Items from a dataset
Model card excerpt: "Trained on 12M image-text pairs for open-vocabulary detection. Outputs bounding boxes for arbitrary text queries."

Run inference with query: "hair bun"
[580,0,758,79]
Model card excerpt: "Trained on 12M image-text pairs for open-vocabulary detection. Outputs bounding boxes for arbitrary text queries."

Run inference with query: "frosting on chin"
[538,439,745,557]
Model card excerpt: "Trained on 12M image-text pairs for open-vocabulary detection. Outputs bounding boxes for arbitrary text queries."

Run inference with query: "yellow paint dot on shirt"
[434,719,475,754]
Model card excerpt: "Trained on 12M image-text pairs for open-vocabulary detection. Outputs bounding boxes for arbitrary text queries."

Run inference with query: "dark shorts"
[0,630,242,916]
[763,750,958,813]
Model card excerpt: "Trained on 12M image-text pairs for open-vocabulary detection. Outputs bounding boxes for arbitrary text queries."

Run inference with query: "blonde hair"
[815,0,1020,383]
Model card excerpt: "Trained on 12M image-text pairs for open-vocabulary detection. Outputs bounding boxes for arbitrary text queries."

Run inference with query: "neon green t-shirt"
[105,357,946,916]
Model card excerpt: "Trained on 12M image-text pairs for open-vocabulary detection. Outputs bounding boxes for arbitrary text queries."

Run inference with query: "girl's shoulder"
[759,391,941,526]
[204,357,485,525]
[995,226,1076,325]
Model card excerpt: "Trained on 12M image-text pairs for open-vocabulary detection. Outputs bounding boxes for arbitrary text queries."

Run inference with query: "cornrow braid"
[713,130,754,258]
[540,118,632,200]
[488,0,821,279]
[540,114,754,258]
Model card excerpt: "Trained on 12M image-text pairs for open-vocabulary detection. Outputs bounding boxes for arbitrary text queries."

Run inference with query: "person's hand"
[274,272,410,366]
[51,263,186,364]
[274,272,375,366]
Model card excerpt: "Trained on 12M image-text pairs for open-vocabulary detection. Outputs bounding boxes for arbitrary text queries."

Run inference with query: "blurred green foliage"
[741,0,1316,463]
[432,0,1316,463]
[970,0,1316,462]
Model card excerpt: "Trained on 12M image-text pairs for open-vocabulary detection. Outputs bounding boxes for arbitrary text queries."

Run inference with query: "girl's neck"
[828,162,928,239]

WHAT YOU ARE ASKED TO DO:
Return every line in the records above that contains the word "green".

THE REPLY:
Run inference with query: "neon green t-shirt"
Run inference with query: "blurred green foliage"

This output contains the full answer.